Que font deux amoureux de balades en montagne qui se rencontrent ? Ils échangent des informations sur des pics dont ils ont aimé l'ascension et le point de vue. C'est ainsi que Denis, lors de notre footing hebdomadaire du samedi matin à Chiberta, nous a parlé du Mendaur. Il doit être visible depuis le quartier de la Z.U.P. à Bayonne, légèrement à gauche de la Rhune et en arrière plan (parce que, depuis le sommet, nous avons vu cet immeuble inesthétique, mais très remarquable). Au point de vue altitude, il mesure 1134m et ne doit donc pas être plus difficile à atteindre que la Rhune.

Il faut avoir la foi pour partir : il a pleuviné tout le samedi et les nuages paraissent indélogeables, immobiles, gris et bas, mais ... la météo a annoncé grand beau temps pour dimanche. Comme cela nous arrange, nous espérons qu'il n'y aura pas de décalage de 24 heures comme cela arrive souvent. A 7 heures, la traînée d'un avion dans le ciel à l'est est rose sur fond bleu. A 8 heures et demie, un épais brouillard s'est abattu sur toute chose, cachant le soleil. "C'est signe de beau temps !", dit Richard qui ne veut pas se laisser décourager pour si peu. Et en fait, il n'a pas tort, sur la jolie route d'Espelette, nous traversons des nappes de brouillard de plus en plus rares et le ciel est totalement dégagé à Dantcharia, où nous avons donné rendez-vous à un autre petit groupe qui va monter avec nous. Après la frontière, mise à part la zone de ventas toujours aussi laide, nous traversons un chapelet de villages superbes, nichés dans la vallée encaissée. La province du Guipuzcoa (San Sebastian) se termine en pointe sur la côte, nous sommes donc en Navarre, qui ne fait pas partie politiquement de la C.A.V. (Comunidad Autonoma Vasca), bien que ce soit une des sept provinces basques (et surtout une des quatre "espagnoles"). Le style des maisons diffère notablement de celui du Labourd (chez nous), quoique les éléments constitutifs en soient les mêmes, grès rose des Pyrénées, crépis blanc, bois apparent et tuiles rouges.

▸ Contenu présenté:
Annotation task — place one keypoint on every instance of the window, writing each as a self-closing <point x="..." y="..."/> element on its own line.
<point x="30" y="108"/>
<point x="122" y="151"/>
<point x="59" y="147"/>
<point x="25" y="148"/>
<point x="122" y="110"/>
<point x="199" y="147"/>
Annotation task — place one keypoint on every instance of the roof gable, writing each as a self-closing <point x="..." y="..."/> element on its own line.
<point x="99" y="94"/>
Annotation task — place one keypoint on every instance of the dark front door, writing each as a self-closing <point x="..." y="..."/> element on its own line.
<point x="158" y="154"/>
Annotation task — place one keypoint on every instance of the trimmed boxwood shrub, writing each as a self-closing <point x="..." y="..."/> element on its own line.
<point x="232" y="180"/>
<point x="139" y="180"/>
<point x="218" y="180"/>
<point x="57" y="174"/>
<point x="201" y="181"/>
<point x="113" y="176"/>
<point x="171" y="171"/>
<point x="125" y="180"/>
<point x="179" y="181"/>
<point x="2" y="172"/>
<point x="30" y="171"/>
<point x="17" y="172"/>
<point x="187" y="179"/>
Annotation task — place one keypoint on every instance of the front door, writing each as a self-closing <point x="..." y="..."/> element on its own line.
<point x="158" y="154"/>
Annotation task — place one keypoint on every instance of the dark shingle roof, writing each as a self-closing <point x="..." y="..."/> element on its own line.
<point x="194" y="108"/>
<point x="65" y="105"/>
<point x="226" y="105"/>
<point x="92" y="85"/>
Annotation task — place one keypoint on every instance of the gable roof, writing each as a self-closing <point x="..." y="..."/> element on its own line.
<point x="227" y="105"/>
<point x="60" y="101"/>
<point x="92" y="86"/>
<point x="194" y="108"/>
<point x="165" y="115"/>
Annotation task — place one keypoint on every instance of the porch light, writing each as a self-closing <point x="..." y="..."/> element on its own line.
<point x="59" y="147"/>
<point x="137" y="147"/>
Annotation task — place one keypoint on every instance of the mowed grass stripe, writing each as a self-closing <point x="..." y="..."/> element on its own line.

▸ À faire:
a - Recopiez le passage du récit sur le Mendaur qui commence aux mots "Que font deux" et s'arrête après "que la Rhune.".
b - Citez tous les matériaux dont sont faites les maisons, d'après le récit sur le Mendaur.

▸ Réponses:
a -
Que font deux amoureux de balades en montagne qui se rencontrent ? Ils échangent des informations sur des pics dont ils ont aimé l'ascension et le point de vue. C'est ainsi que Denis, lors de notre footing hebdomadaire du samedi matin à Chiberta, nous a parlé du Mendaur. Il doit être visible depuis le quartier de la Z.U.P. à Bayonne, légèrement à gauche de la Rhune et en arrière plan (parce que, depuis le sommet, nous avons vu cet immeuble inesthétique, mais très remarquable). Au point de vue altitude, il mesure 1134m et ne doit donc pas être plus difficile à atteindre que la Rhune.

b -
- grès rose des Pyrénées
- crépis blanc
- bois apparent
- tuiles rouges